FRAGMENTO DEL TEXTO:
Por Arantza de Bergia
“¿Cómo te ha ido en el encierro?”. Las respuestas a esta pregunta, constante desde más o menos mayo de 2020 (cuando ya llevábamos unos meses sin salir), son muy distintas: divorcio, cambio de look, pérdida de un ser querido, nuevo trabajo, quizás una o varias mascotas nuevas, muchas casas con muchas plantas, hobbies, instrumentos musicales, muchos cursos online…
El hilo conductor de estas respuestas es que la pandemia, sus consecuencias, nos han alterado y mucho más de lo que podemos dimensionar o proyectar. Nadie sabe a ciencia cierta en qué maneras este cambio radical de estilo de vida va a impactar emocional y psicológicamente a las personas. De hecho, ahora pocas cosas se saben “a ciencia cierta”, con certidumbre inquebrantable.
Desde la aparición del COVID-19 y hasta que las restricciones se relajaron, muchas personas hablaban, soñaban y pensaban en lo que harían cuando todo regresara a la “normalidad”. Un deseo muy coherente, creo yo, pero igualmente alejado de la realidad, y sospecho que muchas y muchos estamos viviendo la ruptura de ese sueño.
Porque pensar en el futuro, al menos en este tipo de situaciones limítrofes, tiende a consolarnos, se vuelve el sustento que nos mantiene vivos y medio cuerdos. No hay nada más reconfortante que la promesa del mañana, hasta que el “mañana” llega y la diferencia entre lo imaginado y lo que se vive puede llegar a ser desgarradora y desquiciante.

DATOS EN ESTUDIO:
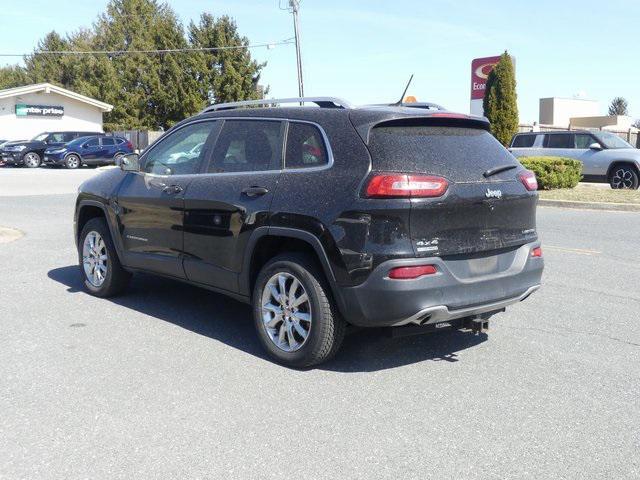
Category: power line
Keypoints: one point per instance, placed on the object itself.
(287, 41)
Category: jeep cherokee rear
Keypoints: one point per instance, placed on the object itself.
(322, 217)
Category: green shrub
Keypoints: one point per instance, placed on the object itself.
(554, 172)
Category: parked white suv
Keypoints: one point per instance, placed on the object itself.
(605, 157)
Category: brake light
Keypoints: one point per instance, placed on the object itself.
(402, 185)
(528, 179)
(410, 273)
(449, 115)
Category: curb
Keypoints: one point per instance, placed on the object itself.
(620, 207)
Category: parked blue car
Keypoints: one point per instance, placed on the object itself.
(92, 150)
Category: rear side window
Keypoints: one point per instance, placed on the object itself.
(583, 140)
(459, 154)
(560, 140)
(524, 141)
(305, 147)
(248, 146)
(56, 137)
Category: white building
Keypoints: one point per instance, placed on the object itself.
(559, 111)
(33, 109)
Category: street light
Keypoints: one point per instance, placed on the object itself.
(294, 7)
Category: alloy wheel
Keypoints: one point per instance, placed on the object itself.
(73, 162)
(286, 312)
(622, 178)
(94, 258)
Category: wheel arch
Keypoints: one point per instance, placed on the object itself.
(618, 163)
(267, 242)
(89, 209)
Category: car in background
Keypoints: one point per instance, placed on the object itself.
(29, 153)
(605, 157)
(92, 150)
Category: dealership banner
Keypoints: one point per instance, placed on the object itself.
(24, 110)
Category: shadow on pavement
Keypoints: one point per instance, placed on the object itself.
(229, 321)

TAREA ASIGNADA 1: Reescribe el texto sobre la pandemia desde "Porque pensar en" hasta "desgarradora y desquiciante.", ambos incluidos, y cambia "reconfortante" por "alentador".
TAREA ASIGNADA 2: Escribe la continuación del texto sobre la pandemia a partir de su última oración.
Los datos no hacen falta para resolver estas tareas.

RESPUESTA ESPERADA 1:
Porque pensar en el futuro, al menos en este tipo de situaciones limítrofes, tiende a consolarnos, se vuelve el sustento que nos mantiene vivos y medio cuerdos. No hay nada más alentador que la promesa del mañana, hasta que el “mañana” llega y la diferencia entre lo imaginado y lo que se vive puede llegar a ser desgarradora y desquiciante.

RESPUESTA ESPERADA 2:
Se habla largo y tendido sobre cómo esta pandemia ha puesto el dedo en las llagas más lacerantes de las sociedad, de los estados y de los gobiernos. Las carencias (de todo tipo) se han abierto paso y han robado el show.
Desde que iniciaron los confinamientos masivos para prevenir más contagios, un amplio abanico de violencias ha tomado fuerza. En 2020 y 2021 no tuvimos más que enfrentarnos a los rostros de las personas que cargan las llagas (con sus claras excepciones; pienso en este instante el escándalo del cumpleaños de Kim Kardashian del año pasado, cuando rentó una isla para poder vivir como si el COVID-19 nunca hubiera existido).
No es sorpresa que la violencia contra la mujer, la transfobia y los movimientos de extrema derecha, por mencionar algunas violencias de nuestros tiempos, haya crecido exorbitantemente.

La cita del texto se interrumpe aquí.